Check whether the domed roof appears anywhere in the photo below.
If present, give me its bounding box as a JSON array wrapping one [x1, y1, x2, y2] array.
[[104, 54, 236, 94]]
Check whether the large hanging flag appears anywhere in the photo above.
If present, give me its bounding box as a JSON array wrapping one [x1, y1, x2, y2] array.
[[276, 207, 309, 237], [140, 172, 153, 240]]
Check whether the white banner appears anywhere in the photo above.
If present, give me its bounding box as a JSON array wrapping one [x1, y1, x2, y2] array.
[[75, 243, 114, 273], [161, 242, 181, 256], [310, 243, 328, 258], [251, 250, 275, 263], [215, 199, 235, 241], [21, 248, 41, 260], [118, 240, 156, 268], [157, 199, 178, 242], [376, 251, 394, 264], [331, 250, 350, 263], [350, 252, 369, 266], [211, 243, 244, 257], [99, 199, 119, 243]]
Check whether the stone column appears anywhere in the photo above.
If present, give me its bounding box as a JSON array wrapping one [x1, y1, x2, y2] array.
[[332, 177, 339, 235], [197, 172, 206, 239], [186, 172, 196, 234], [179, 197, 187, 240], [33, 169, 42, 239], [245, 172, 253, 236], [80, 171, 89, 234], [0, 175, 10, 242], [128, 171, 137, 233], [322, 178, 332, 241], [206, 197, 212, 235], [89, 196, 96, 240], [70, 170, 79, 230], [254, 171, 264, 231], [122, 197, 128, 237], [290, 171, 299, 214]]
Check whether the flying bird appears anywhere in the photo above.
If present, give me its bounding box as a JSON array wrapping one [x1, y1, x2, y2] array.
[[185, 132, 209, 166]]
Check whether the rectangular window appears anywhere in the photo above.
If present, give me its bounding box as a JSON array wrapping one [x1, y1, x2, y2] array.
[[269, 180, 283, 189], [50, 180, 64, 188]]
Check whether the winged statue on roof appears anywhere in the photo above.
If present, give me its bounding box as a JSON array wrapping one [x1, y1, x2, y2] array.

DESCRIPTION OF THE TASK: Rewrite the listing from its first line through the line that contains "[[104, 54, 236, 94]]", requests included, and raise every bounding-box coordinate in the answers by 18.

RESPONSE:
Check whether the domed roof appears anywhere in the photo below.
If present, give me its bounding box as a JSON array wrapping one [x1, y1, x2, y2] array.
[[122, 72, 254, 112]]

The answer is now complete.